▶ **WRITTEN TASK**:
Retype, without alteration, each line from the line containing "Tag the sleeve" to the final line of the records.

start TASK INPUTS

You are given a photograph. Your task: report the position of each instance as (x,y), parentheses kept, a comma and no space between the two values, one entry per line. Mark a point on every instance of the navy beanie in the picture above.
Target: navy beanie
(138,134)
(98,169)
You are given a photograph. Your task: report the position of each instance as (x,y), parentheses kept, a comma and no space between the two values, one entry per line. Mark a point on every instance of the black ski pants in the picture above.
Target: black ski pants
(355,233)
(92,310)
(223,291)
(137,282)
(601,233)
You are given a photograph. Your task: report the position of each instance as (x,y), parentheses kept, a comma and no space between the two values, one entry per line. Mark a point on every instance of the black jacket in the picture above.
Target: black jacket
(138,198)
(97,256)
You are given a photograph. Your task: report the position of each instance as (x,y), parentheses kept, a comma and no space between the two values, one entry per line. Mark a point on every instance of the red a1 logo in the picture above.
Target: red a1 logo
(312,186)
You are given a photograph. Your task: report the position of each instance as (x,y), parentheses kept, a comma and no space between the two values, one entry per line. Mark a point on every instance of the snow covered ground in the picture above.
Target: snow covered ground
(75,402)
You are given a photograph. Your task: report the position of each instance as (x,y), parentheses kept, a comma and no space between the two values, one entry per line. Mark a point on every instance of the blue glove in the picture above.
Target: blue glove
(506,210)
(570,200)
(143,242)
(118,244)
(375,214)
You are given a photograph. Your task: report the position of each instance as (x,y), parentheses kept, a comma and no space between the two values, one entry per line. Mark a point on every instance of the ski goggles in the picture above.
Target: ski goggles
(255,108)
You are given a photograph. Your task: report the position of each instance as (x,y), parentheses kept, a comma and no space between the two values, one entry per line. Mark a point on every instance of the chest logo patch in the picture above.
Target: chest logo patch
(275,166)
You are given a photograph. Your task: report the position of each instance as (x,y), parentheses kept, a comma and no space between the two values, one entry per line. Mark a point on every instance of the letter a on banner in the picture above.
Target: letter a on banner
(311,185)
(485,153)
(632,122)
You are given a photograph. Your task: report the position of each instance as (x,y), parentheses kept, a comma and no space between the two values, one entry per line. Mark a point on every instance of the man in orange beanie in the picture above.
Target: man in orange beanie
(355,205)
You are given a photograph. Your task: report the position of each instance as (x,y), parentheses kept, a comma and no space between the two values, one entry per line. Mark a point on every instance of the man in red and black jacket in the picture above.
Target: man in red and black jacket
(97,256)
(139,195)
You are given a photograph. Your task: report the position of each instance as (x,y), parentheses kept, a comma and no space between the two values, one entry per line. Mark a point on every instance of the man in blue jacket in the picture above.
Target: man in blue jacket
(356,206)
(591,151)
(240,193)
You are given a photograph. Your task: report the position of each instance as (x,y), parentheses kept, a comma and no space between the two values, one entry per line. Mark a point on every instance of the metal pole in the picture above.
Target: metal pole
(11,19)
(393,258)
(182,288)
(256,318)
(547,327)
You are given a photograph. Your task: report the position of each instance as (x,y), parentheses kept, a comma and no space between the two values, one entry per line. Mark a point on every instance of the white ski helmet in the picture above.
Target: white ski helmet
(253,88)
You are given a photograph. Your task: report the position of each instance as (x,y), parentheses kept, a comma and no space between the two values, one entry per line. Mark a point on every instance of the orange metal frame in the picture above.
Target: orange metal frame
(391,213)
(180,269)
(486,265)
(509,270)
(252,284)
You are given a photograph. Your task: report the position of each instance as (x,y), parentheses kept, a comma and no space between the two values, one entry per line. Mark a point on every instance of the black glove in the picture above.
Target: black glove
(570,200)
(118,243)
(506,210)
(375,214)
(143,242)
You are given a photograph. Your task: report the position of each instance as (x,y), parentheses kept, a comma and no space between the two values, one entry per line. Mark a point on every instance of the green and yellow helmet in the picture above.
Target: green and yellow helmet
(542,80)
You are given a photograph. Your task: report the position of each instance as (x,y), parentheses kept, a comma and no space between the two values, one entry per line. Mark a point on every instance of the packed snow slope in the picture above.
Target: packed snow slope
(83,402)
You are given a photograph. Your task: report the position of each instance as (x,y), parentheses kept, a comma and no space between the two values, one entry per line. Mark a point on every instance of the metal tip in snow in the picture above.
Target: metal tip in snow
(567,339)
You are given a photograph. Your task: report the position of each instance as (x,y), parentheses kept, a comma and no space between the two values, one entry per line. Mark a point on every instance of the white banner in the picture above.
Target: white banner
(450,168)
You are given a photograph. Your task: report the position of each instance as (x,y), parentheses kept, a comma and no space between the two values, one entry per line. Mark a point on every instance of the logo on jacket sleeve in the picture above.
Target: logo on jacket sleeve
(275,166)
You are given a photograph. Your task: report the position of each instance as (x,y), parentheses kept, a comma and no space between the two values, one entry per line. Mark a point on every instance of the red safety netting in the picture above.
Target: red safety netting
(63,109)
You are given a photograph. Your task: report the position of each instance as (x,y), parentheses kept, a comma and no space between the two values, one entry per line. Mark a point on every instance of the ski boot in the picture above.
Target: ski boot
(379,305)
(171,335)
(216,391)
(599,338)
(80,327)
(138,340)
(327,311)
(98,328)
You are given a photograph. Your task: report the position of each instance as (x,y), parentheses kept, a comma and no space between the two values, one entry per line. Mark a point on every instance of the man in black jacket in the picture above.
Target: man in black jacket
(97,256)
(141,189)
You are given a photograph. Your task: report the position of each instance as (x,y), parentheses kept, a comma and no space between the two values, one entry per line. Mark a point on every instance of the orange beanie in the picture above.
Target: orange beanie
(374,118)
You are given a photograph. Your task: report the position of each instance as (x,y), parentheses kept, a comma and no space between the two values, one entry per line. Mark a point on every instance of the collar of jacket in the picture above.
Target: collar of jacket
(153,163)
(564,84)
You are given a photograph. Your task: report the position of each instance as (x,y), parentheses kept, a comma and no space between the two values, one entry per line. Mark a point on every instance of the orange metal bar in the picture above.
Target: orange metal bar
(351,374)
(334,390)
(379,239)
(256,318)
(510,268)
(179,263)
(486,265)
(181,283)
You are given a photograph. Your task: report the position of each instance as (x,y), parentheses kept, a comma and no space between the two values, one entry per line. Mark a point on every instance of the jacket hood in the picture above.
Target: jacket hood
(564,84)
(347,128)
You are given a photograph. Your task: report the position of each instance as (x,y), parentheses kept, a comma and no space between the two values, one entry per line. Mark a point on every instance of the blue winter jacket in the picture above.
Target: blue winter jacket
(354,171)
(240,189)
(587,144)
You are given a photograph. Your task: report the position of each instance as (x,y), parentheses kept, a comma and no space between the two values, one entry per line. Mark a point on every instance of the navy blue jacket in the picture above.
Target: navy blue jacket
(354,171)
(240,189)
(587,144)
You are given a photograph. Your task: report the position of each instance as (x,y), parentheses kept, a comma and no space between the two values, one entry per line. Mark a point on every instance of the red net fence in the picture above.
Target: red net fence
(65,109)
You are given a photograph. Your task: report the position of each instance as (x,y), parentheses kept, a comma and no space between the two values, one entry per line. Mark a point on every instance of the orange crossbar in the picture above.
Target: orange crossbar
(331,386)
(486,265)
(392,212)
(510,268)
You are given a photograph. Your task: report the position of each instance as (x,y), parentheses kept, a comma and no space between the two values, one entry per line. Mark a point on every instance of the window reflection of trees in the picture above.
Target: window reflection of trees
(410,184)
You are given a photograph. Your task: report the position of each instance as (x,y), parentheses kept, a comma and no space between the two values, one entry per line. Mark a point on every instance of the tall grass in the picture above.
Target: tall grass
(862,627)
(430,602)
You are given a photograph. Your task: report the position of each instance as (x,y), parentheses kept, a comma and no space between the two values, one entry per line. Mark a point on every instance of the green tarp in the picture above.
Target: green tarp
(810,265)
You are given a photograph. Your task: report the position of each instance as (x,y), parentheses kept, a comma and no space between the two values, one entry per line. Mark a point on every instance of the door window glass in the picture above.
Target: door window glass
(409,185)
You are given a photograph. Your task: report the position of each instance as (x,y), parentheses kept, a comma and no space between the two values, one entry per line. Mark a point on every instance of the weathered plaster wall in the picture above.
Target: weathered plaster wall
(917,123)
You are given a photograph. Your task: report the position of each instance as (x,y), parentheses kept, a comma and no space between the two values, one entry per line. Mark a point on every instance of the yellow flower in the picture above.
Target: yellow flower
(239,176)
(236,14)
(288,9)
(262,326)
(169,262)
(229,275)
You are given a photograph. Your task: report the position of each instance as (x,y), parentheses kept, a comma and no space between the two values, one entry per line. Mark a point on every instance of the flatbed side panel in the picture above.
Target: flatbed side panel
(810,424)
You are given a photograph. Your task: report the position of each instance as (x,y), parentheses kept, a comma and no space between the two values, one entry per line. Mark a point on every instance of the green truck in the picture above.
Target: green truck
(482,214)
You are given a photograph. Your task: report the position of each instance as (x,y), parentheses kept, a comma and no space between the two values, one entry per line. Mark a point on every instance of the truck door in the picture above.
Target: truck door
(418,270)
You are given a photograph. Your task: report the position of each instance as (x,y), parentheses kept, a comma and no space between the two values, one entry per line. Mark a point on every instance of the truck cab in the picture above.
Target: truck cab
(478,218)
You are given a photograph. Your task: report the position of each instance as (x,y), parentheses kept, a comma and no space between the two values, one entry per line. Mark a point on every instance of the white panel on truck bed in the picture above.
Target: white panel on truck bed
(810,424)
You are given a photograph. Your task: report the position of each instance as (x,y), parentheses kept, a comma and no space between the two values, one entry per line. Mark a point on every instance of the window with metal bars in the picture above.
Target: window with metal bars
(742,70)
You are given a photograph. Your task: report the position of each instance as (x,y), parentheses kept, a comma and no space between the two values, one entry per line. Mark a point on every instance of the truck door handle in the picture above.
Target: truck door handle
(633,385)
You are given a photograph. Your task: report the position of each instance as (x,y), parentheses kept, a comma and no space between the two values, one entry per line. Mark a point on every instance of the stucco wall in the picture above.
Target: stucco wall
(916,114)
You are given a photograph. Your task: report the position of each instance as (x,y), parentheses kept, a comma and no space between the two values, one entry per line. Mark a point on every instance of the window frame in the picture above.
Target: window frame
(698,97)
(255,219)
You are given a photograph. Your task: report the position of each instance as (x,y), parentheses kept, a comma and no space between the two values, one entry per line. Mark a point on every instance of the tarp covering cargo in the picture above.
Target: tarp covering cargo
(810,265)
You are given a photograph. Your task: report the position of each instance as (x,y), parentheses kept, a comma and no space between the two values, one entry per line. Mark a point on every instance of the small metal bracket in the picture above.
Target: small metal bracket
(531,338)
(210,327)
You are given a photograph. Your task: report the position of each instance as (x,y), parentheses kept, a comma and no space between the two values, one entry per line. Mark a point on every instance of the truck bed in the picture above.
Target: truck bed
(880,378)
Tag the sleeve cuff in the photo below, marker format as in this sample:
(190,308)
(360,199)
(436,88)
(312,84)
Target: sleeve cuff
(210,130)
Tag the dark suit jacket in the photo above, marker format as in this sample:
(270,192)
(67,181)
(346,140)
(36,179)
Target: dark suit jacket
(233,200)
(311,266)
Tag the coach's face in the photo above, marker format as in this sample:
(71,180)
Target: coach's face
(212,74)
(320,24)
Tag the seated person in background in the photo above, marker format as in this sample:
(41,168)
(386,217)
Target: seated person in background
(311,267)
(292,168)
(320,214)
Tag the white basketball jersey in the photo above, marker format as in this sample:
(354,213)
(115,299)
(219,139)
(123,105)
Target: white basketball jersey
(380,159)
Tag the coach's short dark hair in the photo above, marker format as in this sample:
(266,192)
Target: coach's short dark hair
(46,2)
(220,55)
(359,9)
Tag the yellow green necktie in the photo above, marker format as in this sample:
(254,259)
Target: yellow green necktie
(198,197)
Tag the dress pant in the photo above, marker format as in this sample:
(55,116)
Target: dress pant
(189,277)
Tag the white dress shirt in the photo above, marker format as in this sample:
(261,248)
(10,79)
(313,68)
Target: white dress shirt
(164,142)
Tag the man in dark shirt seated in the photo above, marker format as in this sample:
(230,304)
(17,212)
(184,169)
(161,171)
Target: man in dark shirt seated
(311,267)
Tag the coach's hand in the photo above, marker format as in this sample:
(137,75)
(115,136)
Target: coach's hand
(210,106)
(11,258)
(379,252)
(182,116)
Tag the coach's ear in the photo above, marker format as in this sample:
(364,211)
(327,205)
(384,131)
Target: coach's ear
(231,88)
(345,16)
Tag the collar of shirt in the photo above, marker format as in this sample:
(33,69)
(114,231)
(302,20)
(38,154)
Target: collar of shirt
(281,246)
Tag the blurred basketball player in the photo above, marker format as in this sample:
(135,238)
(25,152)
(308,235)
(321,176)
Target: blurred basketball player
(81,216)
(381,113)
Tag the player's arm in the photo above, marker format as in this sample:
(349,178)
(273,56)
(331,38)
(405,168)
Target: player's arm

end TASK INPUTS

▶ **COMPLETED EXERCISE**:
Tag the sleeve cuff in the photo below, marker format as in this sample:
(190,308)
(360,199)
(436,88)
(312,84)
Target: sleeve cuff
(210,130)
Tag the dark suit jacket in the photo above, marker format as in this sample:
(270,192)
(67,181)
(346,140)
(36,179)
Target: dark suit jacket
(233,200)
(311,266)
Tag the coach's face in the photo above, marker format as in this sample:
(71,180)
Target: coach's face
(212,74)
(320,24)
Tag the seated person in background in the photo above, marker format as in this sample:
(41,168)
(386,217)
Target: seated person in background
(311,267)
(292,168)
(320,214)
Tag the white basketball jersey in the photo above, marker format as in this sample:
(354,213)
(115,299)
(219,139)
(123,105)
Target: white basketball jersey
(380,159)
Tag the coach's short dark hair in the photo above, marker format as in this sample:
(266,192)
Target: coach's short dark hair
(46,2)
(220,55)
(359,9)
Tag the yellow green necktie in the photo above, marker format as in this sample:
(254,259)
Target: yellow green necktie
(198,197)
Tag the dress pant in the photo above, marker format as in this sample:
(55,116)
Target: dress pant
(189,277)
Tag the white dress shirt in the photo above, marker format as in this sample:
(261,248)
(10,79)
(313,68)
Target: white dress shirt
(164,142)
Tag the man in dark shirt seated in the photo above, marker format as in this sample:
(230,304)
(17,212)
(184,169)
(161,171)
Target: man in dark shirt seated
(311,267)
Tag the coach's hand in the photo above, marker format as in this sample:
(137,75)
(115,136)
Target: coach's hand
(210,106)
(11,258)
(379,252)
(182,116)
Tag the coach's ear in the photo above, marker format as in this sample:
(364,211)
(327,205)
(384,131)
Target: coach's ear
(231,88)
(345,16)
Tag the collar of shirt in the photo above, marker format as in this sample:
(33,69)
(114,231)
(302,20)
(38,154)
Target: collar of shirt
(281,246)
Tag the blurred basketball player in the photo above, marker format as in this sample:
(135,238)
(25,152)
(308,235)
(321,176)
Target: blurred basketball player
(81,216)
(381,113)
Tag the player's arm in the photo above, marker format as in this sample:
(349,178)
(273,56)
(331,38)
(405,168)
Target: player's arm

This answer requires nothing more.